Provide the records once more, identical to the original.

Start

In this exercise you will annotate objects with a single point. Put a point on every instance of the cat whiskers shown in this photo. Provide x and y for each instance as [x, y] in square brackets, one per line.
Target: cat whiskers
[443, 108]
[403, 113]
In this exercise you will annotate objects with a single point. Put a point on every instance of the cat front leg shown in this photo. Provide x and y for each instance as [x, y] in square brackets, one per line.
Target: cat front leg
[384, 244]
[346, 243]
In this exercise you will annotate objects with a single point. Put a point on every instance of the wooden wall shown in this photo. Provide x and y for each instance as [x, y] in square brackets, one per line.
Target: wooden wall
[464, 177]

End

*Solution*:
In this exercise you will annotate objects with a single point. Put a point on every instance of the cat whiskers shown in this photo. Provide x and y for each instance as [x, y] in square brackets, one per line.
Target: cat whiskers
[443, 108]
[403, 113]
In this exercise you will annotate objects with a single point. Put a point on every instance of the cat front leg shown in this photo. Provide x and y for each instance as [x, y] in square brackets, one per line.
Target: cat front leg
[384, 244]
[346, 243]
In this exercise you will annotate objects with a single point. Put a point on every instance of the wooden wall shown in this photo. Provide x and y for each instance as [x, y] in square brackets, one per line.
Target: wooden wall
[464, 177]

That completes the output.